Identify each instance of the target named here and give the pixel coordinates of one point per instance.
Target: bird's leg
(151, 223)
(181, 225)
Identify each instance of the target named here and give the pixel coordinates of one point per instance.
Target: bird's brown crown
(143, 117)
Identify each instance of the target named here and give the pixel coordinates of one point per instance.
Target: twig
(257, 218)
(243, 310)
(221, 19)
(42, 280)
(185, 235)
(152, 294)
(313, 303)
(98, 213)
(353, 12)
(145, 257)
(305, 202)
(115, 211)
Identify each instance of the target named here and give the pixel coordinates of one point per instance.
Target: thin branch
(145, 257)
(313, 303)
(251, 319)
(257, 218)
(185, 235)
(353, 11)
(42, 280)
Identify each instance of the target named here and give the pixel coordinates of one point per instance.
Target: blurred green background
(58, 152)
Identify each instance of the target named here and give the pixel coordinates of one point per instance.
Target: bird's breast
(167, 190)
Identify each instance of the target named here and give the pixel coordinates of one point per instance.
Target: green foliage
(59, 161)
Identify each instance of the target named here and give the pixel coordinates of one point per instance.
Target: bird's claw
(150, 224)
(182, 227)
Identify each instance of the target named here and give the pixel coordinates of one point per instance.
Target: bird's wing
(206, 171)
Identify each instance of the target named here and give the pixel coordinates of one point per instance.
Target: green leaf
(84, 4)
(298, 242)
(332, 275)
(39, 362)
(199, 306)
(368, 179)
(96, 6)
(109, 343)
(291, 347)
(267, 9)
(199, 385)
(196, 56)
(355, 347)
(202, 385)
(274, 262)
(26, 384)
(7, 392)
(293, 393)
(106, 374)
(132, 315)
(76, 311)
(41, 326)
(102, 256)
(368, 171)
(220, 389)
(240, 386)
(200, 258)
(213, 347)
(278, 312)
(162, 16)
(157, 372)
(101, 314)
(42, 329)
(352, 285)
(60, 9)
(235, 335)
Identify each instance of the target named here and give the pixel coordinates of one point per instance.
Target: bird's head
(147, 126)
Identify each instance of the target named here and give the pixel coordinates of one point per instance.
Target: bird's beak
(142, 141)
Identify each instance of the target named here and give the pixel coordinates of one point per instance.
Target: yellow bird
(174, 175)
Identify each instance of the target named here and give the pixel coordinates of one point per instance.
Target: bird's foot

**Exercise aim**
Display every line of the rows above that contains the string "green", counting only matches with the same case.

**The reply**
Target: blurred green background
Target: green foliage
Target: green leaf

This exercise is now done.